**Problem to solve:** Without the pictures, set down the records below word for word.

[START OF Data supplied]

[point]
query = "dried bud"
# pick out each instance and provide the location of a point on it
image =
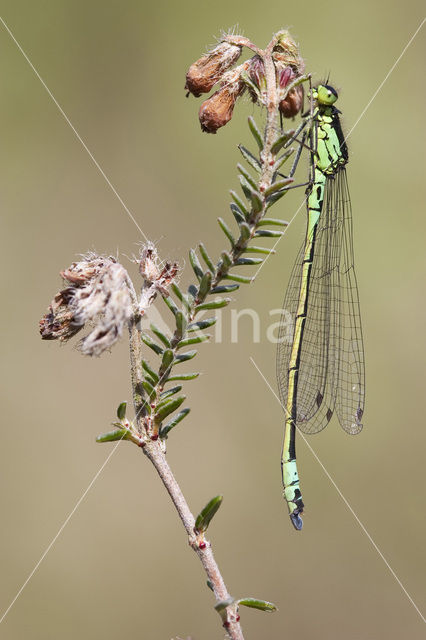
(97, 292)
(157, 278)
(217, 110)
(292, 103)
(208, 70)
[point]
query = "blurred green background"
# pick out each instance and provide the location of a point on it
(122, 566)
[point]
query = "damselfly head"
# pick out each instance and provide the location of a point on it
(326, 95)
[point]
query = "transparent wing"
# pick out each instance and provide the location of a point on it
(331, 370)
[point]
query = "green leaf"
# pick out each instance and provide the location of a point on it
(146, 339)
(206, 257)
(237, 278)
(253, 249)
(111, 436)
(240, 204)
(277, 186)
(254, 603)
(280, 161)
(121, 410)
(201, 324)
(227, 231)
(268, 233)
(214, 304)
(256, 133)
(160, 335)
(194, 340)
(237, 213)
(248, 261)
(150, 371)
(245, 231)
(167, 408)
(181, 324)
(281, 141)
(252, 182)
(205, 285)
(183, 357)
(183, 376)
(170, 392)
(250, 158)
(226, 259)
(256, 201)
(224, 288)
(182, 297)
(149, 389)
(272, 221)
(171, 304)
(206, 515)
(195, 263)
(173, 422)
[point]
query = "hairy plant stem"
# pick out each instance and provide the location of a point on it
(153, 447)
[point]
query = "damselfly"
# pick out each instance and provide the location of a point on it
(320, 359)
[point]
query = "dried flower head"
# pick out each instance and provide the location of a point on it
(97, 292)
(157, 277)
(209, 69)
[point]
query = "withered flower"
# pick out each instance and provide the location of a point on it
(157, 277)
(217, 110)
(96, 292)
(208, 70)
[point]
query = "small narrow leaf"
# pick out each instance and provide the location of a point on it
(201, 324)
(277, 186)
(151, 344)
(160, 335)
(207, 514)
(245, 231)
(253, 249)
(240, 204)
(150, 371)
(224, 288)
(111, 436)
(194, 340)
(121, 410)
(256, 201)
(170, 392)
(256, 133)
(268, 233)
(248, 261)
(181, 323)
(252, 182)
(237, 278)
(254, 603)
(205, 284)
(214, 304)
(184, 376)
(250, 158)
(195, 263)
(237, 213)
(273, 221)
(168, 408)
(183, 357)
(206, 257)
(173, 422)
(227, 231)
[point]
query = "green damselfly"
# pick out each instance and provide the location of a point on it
(320, 358)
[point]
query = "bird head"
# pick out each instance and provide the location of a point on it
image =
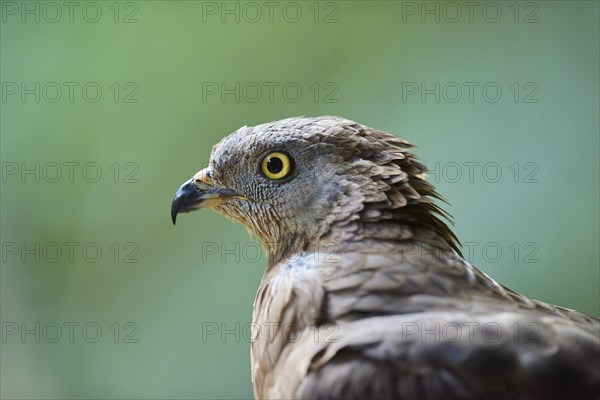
(301, 184)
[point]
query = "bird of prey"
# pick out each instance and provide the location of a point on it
(366, 293)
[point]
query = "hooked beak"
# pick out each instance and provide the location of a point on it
(199, 192)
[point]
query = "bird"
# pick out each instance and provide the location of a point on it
(366, 294)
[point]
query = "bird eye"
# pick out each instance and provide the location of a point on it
(276, 165)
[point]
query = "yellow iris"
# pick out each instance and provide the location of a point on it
(276, 165)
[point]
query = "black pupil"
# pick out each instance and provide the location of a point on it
(274, 165)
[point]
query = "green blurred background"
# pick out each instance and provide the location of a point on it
(160, 66)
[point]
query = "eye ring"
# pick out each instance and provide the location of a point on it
(277, 165)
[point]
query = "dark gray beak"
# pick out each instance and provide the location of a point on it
(197, 193)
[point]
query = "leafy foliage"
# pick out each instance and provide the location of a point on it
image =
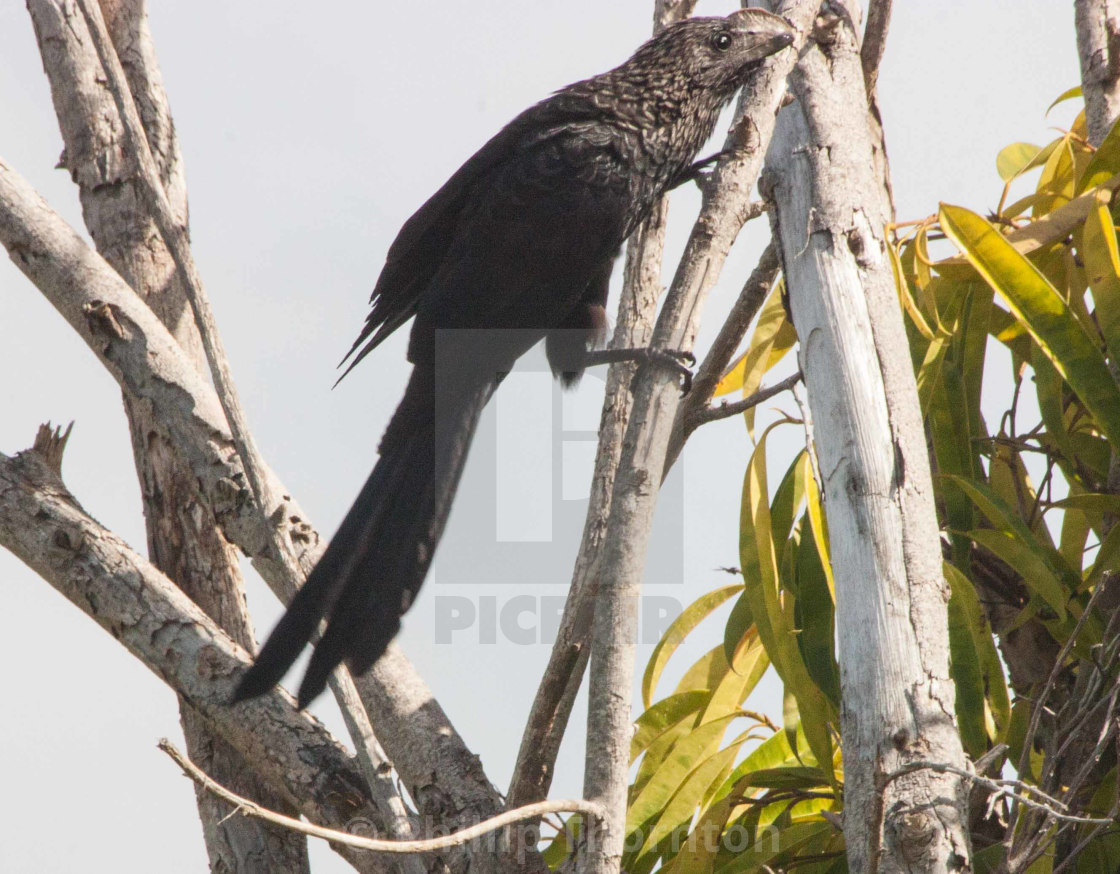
(1029, 296)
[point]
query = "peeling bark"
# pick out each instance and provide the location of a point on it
(824, 175)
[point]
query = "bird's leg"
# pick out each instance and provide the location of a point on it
(696, 171)
(677, 360)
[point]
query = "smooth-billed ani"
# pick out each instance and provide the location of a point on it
(515, 248)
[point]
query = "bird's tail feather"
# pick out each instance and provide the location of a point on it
(370, 574)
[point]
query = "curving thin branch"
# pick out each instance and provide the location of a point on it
(345, 838)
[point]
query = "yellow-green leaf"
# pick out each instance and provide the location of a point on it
(677, 632)
(1043, 310)
(1015, 158)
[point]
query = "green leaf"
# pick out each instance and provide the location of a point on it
(748, 665)
(1101, 258)
(1035, 573)
(976, 667)
(664, 715)
(793, 777)
(683, 805)
(1043, 568)
(1043, 310)
(677, 632)
(761, 575)
(1015, 158)
(668, 779)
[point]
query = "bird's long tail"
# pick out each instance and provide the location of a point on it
(370, 574)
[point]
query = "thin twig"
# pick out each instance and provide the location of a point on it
(455, 839)
(1048, 805)
(735, 327)
(727, 409)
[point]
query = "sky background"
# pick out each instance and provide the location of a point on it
(308, 140)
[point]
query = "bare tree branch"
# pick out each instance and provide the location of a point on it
(548, 718)
(184, 540)
(735, 408)
(444, 778)
(898, 699)
(644, 449)
(334, 836)
(1098, 22)
(875, 42)
(730, 334)
(43, 524)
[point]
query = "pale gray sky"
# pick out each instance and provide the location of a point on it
(308, 140)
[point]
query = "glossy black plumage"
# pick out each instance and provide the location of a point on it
(516, 247)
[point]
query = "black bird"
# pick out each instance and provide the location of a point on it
(516, 247)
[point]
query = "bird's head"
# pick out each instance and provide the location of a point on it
(717, 54)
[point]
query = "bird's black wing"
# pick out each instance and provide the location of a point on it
(421, 244)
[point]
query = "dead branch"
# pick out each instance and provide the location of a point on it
(345, 838)
(644, 449)
(44, 526)
(143, 358)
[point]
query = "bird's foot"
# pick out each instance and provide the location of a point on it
(678, 361)
(698, 171)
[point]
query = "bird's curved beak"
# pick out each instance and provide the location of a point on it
(766, 34)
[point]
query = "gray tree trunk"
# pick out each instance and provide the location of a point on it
(826, 173)
(184, 539)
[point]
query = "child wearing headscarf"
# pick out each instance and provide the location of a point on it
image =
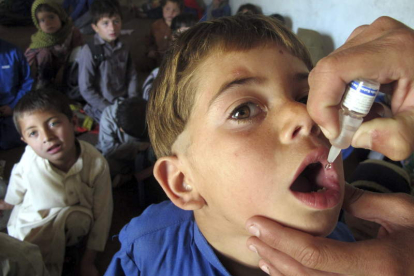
(53, 42)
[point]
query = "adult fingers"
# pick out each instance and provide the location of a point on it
(384, 59)
(281, 264)
(392, 211)
(312, 252)
(371, 257)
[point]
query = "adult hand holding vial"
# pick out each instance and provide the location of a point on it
(357, 102)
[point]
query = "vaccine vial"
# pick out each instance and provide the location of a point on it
(359, 97)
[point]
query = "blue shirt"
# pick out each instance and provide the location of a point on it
(15, 79)
(165, 241)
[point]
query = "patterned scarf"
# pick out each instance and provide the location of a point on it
(41, 39)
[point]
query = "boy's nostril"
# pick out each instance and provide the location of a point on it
(316, 130)
(296, 131)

[END OF Data supplied]

**Output of the task:**
[point]
query = "dried bud"
# pick out each instance and provide the location of a point on it
image =
(97, 292)
(157, 278)
(217, 110)
(292, 103)
(208, 70)
[point]
query = "blurred green background"
# pick out each instance and provide the location of a point on it
(122, 566)
[point]
query = "damselfly head"
# pick out each instance and provide the location of a point on it
(326, 95)
[point]
query = "transparent wing"
# pick out each instance and provide the location of a point on it
(331, 370)
[point]
query = "green leaf"
# pick out each instance and provide the location of a point on it
(146, 339)
(206, 257)
(237, 278)
(253, 249)
(111, 436)
(240, 204)
(277, 186)
(254, 603)
(280, 161)
(121, 410)
(201, 324)
(227, 231)
(268, 233)
(214, 304)
(256, 133)
(160, 335)
(194, 340)
(237, 213)
(248, 261)
(150, 371)
(245, 231)
(167, 408)
(181, 324)
(281, 141)
(252, 182)
(205, 285)
(183, 357)
(183, 376)
(170, 392)
(250, 158)
(226, 259)
(256, 201)
(224, 288)
(182, 297)
(149, 389)
(272, 221)
(171, 304)
(206, 515)
(195, 263)
(173, 422)
[point]
query = "hairy plant stem"
# pick out each instance and provide the location of a point on it
(153, 447)
[point]
query = "damselfly"
# pick out each instance and provide the location of a point on it
(320, 359)
[point]
query = "dried flower head"
# pick out each instance and provide the location of a point on it
(97, 292)
(157, 277)
(209, 69)
[point]
query = "withered flower"
# pick out each instance and provide the location of a point on it
(157, 277)
(217, 110)
(96, 292)
(208, 70)
[point]
query = "small narrow leaf"
# pick out each instance and provide the location of a point on it
(201, 324)
(277, 186)
(151, 344)
(160, 335)
(207, 514)
(245, 231)
(253, 249)
(240, 204)
(150, 371)
(224, 288)
(111, 436)
(194, 340)
(121, 410)
(256, 201)
(170, 392)
(256, 133)
(268, 233)
(248, 261)
(181, 323)
(252, 182)
(237, 278)
(254, 603)
(205, 284)
(214, 304)
(184, 376)
(250, 158)
(195, 263)
(237, 213)
(273, 221)
(168, 408)
(183, 357)
(206, 257)
(173, 422)
(227, 231)
[point]
query = "green damselfly"
# pick out each instance and provide the location of a point on it
(320, 358)
[point]
query = "bird head"
# pick out each instance and provide the location of a point on it
image =
(301, 184)
[point]
query = "bird of prey"
# pick out each instance and provide the location of a point on it
(366, 293)
[point]
query = "hooked beak"
# pick out each instance and provide the location of a point on it
(199, 192)
[point]
query = "bird"
# pick out each instance and provide the location of a point on it
(366, 294)
[point]
query = "bird eye"
# pick out each instance and provide the location of a point on it
(276, 165)
[point]
query = "yellow iris"
# pick out each instance and provide the location of a point on it
(276, 165)
[point]
query = "black pupil"
# pick out each instance and provide the location of a point on it
(274, 165)
[point]
query = "green blurred background"
# pick out each instance and provide the location of a point on it
(160, 66)
[point]
query = "eye ring"
# pick out each instance and provide the location of a point on it
(277, 165)
[point]
query = "dark gray beak"
# pick out each instance and provide the location of a point on it
(197, 193)
[point]
query = "leafy foliage"
# pick out each instance and provide the location of a point on it
image =
(1029, 296)
[point]
query = "peeling bark"
# pick out each instance and provide the location of a point on it
(824, 175)
[point]
query = "bird's leg"
# pick out each instance and provide the location of a point on it
(696, 171)
(677, 360)
[point]
query = "smooth-billed ani"
# pick out each instance and provide the location of a point on it
(515, 248)
[point]
query = "bird's tail feather"
# pick out each instance and provide the location of a point on it
(370, 574)
[point]
query = "curving thin branch"
# pick out each instance and provide the location of a point on it
(345, 838)
[point]
query = "yellow-green leaf"
# pick out each instance and provide the location of a point on it
(677, 632)
(1043, 310)
(1015, 158)
[point]
query = "green leaf"
# pick out each instance and provide the location of a point on it
(748, 665)
(1101, 258)
(1035, 573)
(976, 667)
(664, 715)
(793, 777)
(683, 805)
(1043, 568)
(1043, 310)
(677, 632)
(761, 575)
(1015, 158)
(668, 779)
[point]
query = "bird's long tail"
# pick out each instance and provide the location of a point on it
(370, 574)
[point]
query = "thin twig"
# pick out each instance and provide the location of a point on it
(455, 839)
(1048, 805)
(735, 327)
(727, 409)
[point]
query = "sky background"
# pick out each instance and provide the location of a point on it
(308, 140)
[point]
query = "bare tree branch"
# pick out each instance and provide the location of a point on it
(548, 718)
(184, 540)
(735, 408)
(444, 778)
(898, 699)
(644, 449)
(334, 836)
(1098, 22)
(875, 42)
(730, 334)
(43, 524)
[point]
query = "pale gray sky"
# pick out each instance and provide the location of a point on it
(308, 140)
[point]
query = "glossy black plumage"
# pick out each instance and provide the location of a point on it
(516, 247)
[point]
query = "black bird"
# pick out each instance and provide the location of a point on it
(516, 247)
[point]
query = "bird's head"
# pick out each instance and provide the location of a point on it
(717, 54)
[point]
query = "bird's black wing"
# pick out each instance and provide the location of a point on it
(421, 244)
[point]
query = "dead branch"
# pick out each instance and provide the location of a point on it
(345, 838)
(644, 449)
(44, 526)
(143, 358)
[point]
query = "bird's foot"
# pick out each instance and provide the location of a point on it
(678, 361)
(698, 171)
[point]
query = "bird's curved beak"
# pick out each instance and provide the location of a point on it
(766, 34)
[point]
query = "gray tree trunk"
# pick out each instance and provide the location of a point on it
(826, 173)
(184, 539)
[point]
query = "child wearing headscarf"
# pick out each instance and provide the location of a point on it
image =
(53, 42)
[point]
query = "adult fingers"
# pick out each instance and provide the location of a point on it
(384, 59)
(281, 264)
(392, 211)
(312, 252)
(371, 257)
[point]
query = "adult hand holding vial"
# pick out each instance and provide the location of a point on it
(357, 102)
[point]
query = "vaccine vial"
# pick out each instance and provide the location of a point on it
(359, 97)
[point]
query = "blue shirt"
# pick out each instance and provide the location of a point on it
(15, 79)
(165, 241)
[point]
query = "patterned scarf"
# pick out each instance and provide the location of a point on it
(41, 39)
[point]
query = "boy's nostril"
# pick out each instance and provide the location of a point on it
(316, 130)
(296, 131)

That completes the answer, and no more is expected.